Go through the entries and set each one down exactly.

☆ ☆ ☆ ☆ ☆ ☆ ☆

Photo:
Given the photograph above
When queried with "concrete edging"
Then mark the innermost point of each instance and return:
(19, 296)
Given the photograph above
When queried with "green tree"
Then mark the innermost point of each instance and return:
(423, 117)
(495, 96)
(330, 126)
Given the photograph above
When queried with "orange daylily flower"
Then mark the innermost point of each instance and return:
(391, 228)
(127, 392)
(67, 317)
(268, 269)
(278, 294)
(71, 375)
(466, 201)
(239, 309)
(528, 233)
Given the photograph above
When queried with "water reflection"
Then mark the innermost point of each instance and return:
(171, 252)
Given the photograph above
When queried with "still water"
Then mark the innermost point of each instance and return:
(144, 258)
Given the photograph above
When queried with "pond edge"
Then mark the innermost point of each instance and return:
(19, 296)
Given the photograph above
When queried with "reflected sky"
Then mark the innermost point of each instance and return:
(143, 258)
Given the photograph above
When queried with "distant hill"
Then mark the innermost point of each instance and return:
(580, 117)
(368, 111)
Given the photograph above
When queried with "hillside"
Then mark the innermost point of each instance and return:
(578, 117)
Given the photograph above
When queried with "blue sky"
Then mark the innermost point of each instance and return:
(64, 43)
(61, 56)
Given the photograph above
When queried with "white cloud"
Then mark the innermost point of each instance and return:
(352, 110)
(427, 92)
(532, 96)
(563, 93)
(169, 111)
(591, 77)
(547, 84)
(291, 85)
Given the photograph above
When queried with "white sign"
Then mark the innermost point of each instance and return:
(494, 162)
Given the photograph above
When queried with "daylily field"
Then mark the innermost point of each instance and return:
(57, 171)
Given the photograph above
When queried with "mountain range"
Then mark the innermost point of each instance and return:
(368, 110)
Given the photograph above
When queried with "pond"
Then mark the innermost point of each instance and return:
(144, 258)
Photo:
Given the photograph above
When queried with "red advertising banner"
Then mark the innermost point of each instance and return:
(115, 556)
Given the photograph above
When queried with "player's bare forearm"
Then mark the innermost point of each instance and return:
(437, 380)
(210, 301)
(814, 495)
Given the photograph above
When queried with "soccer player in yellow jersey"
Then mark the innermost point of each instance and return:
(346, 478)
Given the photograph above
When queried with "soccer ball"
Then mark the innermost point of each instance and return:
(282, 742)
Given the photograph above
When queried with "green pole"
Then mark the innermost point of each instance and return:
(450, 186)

☆ ☆ ☆ ☆ ☆ ☆ ☆

EXPECTED ANSWER:
Photo:
Given the photograph above
When queried with "concrete edging"
Then mark the innermost point of each instance and return:
(19, 296)
Given the photograph above
When queried with "green tree"
Then mark the innermost point of each instance and return:
(423, 117)
(495, 96)
(330, 126)
Given the photograph above
When queried with "orange daylily flower"
Then mark the innermost point of each instance and return:
(391, 228)
(127, 392)
(67, 317)
(268, 269)
(278, 294)
(71, 375)
(466, 201)
(239, 309)
(528, 233)
Given the photograph above
When queried with "water reflection"
Then mark the innermost point of each instance and return:
(171, 252)
Given the photograph above
When queried with "still water"
Then mark the innermost point of each instance and return:
(144, 258)
Given the photograph above
When queried with "pond edge"
Then mark the innermost point of each instance and return:
(19, 296)
Given the photograph above
When queried with "reflected sky"
Then mark the innermost point of each instance and return:
(143, 258)
Given the photograph above
When queried with "distant hill"
Then mark the innermost point of each instance and return:
(580, 117)
(368, 111)
Given the photograph above
When queried with "hillside"
Then mark the innermost point of each instance and return:
(578, 117)
Given the photograph above
When queried with "blue sky"
Then mark the innermost point of each instance and return:
(64, 43)
(61, 56)
Given the photograph above
When queried with "white cloud"
Then mark the innermost point of each instance and return:
(352, 110)
(427, 92)
(532, 96)
(563, 93)
(169, 111)
(591, 77)
(547, 84)
(291, 85)
Given the photograph above
When queried with "white sign"
Then mark the innermost point of each instance and return:
(494, 162)
Given the photograph above
When queried with "daylily field"
Then mark the innermost point of each instance and return:
(57, 171)
Given the photograph above
When queried with "mountain range"
Then mark the innermost point of each instance and return:
(368, 110)
Given the photograph above
When queried with "pond"
Then mark the innermost point of each instance and return:
(144, 258)
Photo:
Given the photograph above
When queried with "red advertising banner"
Then mark the innermost point of each instance and return:
(115, 556)
Given the photograph above
When queried with "player's bare forearm"
Then mark the innermost point of each instance and return:
(437, 380)
(210, 301)
(814, 495)
Given the photograph above
When queried with "soccer player in yellow jersey"
Then mark the innermost point of each instance and return:
(346, 478)
Given the photograph above
When queried with "soccer ball"
Then mark the innermost point of each instance and return:
(282, 742)
Given the photograph above
When queried with "green pole"
Then mark the innermost point of each instance and return:
(450, 186)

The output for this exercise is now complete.